Record excerpts
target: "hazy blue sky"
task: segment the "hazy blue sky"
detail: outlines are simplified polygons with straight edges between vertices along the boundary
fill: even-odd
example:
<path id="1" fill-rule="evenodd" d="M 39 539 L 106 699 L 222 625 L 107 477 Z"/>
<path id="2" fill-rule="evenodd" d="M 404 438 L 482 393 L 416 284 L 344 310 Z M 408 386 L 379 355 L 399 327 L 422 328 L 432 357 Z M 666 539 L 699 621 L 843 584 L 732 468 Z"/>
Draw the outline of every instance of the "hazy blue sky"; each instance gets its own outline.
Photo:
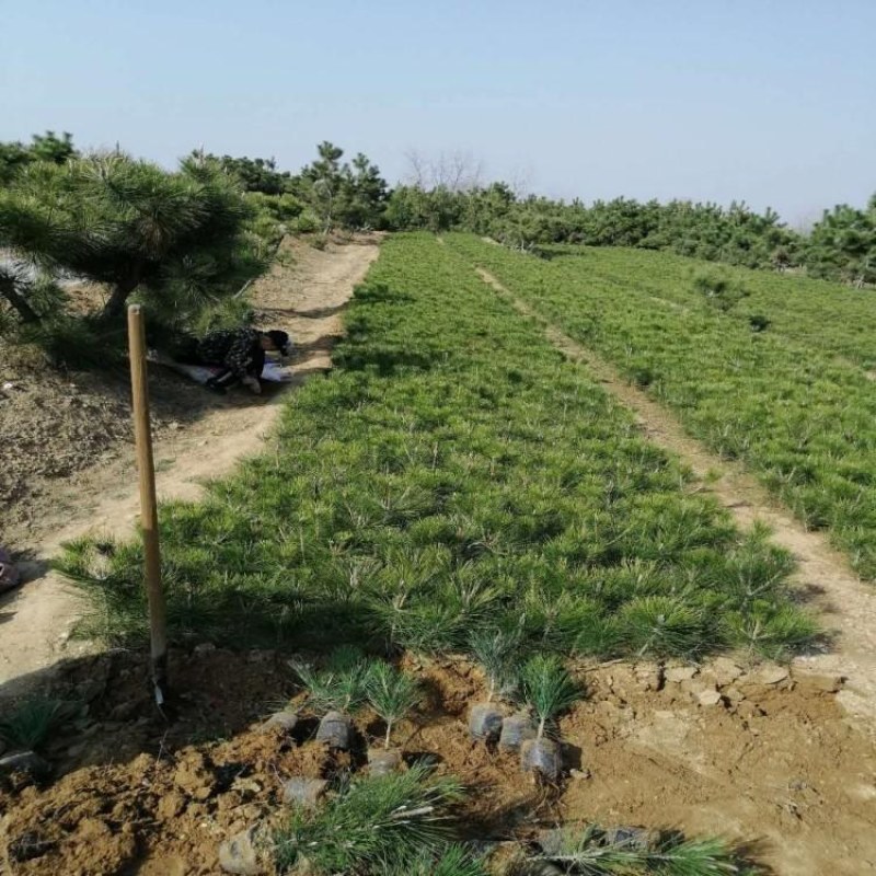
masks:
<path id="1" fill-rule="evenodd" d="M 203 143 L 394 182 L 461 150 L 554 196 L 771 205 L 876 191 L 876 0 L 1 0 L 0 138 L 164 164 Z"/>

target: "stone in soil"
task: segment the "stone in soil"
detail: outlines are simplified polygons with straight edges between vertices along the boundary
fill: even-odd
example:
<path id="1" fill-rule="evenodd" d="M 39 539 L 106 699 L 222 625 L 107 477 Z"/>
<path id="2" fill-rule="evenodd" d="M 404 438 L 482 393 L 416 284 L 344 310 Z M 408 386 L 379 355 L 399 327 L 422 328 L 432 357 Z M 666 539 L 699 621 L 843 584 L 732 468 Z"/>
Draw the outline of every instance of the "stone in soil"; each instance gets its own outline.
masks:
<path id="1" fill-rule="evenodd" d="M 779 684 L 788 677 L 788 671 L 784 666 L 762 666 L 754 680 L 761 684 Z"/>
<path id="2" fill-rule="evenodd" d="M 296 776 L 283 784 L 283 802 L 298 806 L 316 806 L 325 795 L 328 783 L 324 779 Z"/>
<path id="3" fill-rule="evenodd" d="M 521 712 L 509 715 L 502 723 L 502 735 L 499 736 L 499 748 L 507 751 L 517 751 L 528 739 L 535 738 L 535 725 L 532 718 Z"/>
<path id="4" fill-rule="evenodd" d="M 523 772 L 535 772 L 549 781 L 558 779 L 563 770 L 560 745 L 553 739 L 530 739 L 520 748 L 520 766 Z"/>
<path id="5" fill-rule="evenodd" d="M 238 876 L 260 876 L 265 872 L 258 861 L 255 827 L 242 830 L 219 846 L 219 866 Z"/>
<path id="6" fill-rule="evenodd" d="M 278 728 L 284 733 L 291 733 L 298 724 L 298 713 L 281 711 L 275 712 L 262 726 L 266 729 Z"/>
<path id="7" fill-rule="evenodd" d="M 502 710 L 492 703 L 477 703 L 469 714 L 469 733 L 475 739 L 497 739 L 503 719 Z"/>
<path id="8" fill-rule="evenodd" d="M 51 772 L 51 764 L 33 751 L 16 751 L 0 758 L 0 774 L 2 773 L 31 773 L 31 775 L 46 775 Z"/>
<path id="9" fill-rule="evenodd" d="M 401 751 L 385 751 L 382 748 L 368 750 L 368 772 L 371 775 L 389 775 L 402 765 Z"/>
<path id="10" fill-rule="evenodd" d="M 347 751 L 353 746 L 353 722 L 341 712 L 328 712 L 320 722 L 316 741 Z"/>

Written instruction
Reproduce all of the records above with "approximate polygons" substituted for every occurrence of "simplified polygons", keeping everything else unchanged. Omit the pictures from your answer.

Answer to the task
target: "hazy blue sky"
task: segment the "hazy blue sky"
detail: outlines are approximate polygons with straight edges between vertices along the boundary
fill: even-odd
example:
<path id="1" fill-rule="evenodd" d="M 39 539 L 106 699 L 222 625 L 107 477 Z"/>
<path id="2" fill-rule="evenodd" d="M 404 438 L 482 393 L 416 284 L 344 310 Z M 408 386 L 379 355 L 399 327 L 422 328 L 432 357 Z M 666 539 L 699 621 L 843 584 L 732 468 Z"/>
Draw the outline of every instance of the "hazy blue sky"; each instance gets its own outline.
Photo:
masks:
<path id="1" fill-rule="evenodd" d="M 203 143 L 394 182 L 461 150 L 554 196 L 771 205 L 876 191 L 876 0 L 1 0 L 0 138 L 164 164 Z"/>

target: "stone in soil"
task: segment the "stone in soil"
detail: outlines are approximate polygons with straight edges between vertices along the boundary
fill: even-odd
example:
<path id="1" fill-rule="evenodd" d="M 39 539 L 106 699 L 222 625 L 107 477 Z"/>
<path id="2" fill-rule="evenodd" d="M 404 438 L 482 393 L 416 284 L 344 310 Z M 408 386 L 379 355 L 399 327 L 422 328 L 432 357 Z M 666 539 L 699 621 L 843 584 L 732 468 Z"/>
Draw the outline of every instance of the "stone in soil"; each instance gets its own outline.
masks:
<path id="1" fill-rule="evenodd" d="M 779 684 L 788 677 L 788 671 L 784 666 L 762 666 L 754 680 L 761 684 Z"/>
<path id="2" fill-rule="evenodd" d="M 296 776 L 283 784 L 283 802 L 298 806 L 316 806 L 325 795 L 328 783 L 324 779 Z"/>
<path id="3" fill-rule="evenodd" d="M 521 712 L 509 715 L 502 723 L 502 735 L 499 736 L 499 748 L 507 751 L 517 751 L 528 739 L 535 738 L 535 725 L 532 718 Z"/>
<path id="4" fill-rule="evenodd" d="M 523 772 L 535 772 L 549 781 L 558 779 L 563 770 L 560 745 L 553 739 L 530 739 L 520 748 L 520 766 Z"/>
<path id="5" fill-rule="evenodd" d="M 238 876 L 260 876 L 265 872 L 258 861 L 255 827 L 242 830 L 219 846 L 219 866 Z"/>
<path id="6" fill-rule="evenodd" d="M 278 728 L 284 733 L 291 733 L 298 724 L 298 713 L 281 711 L 275 712 L 262 726 L 266 729 Z"/>
<path id="7" fill-rule="evenodd" d="M 502 710 L 492 703 L 477 703 L 469 714 L 469 733 L 475 739 L 497 739 L 503 719 Z"/>
<path id="8" fill-rule="evenodd" d="M 51 772 L 51 764 L 33 751 L 16 751 L 0 758 L 0 774 L 2 773 L 31 773 L 31 775 L 46 775 Z"/>
<path id="9" fill-rule="evenodd" d="M 401 751 L 385 751 L 382 748 L 368 750 L 368 772 L 371 775 L 389 775 L 402 765 Z"/>
<path id="10" fill-rule="evenodd" d="M 347 751 L 353 746 L 353 722 L 341 712 L 328 712 L 320 722 L 316 741 Z"/>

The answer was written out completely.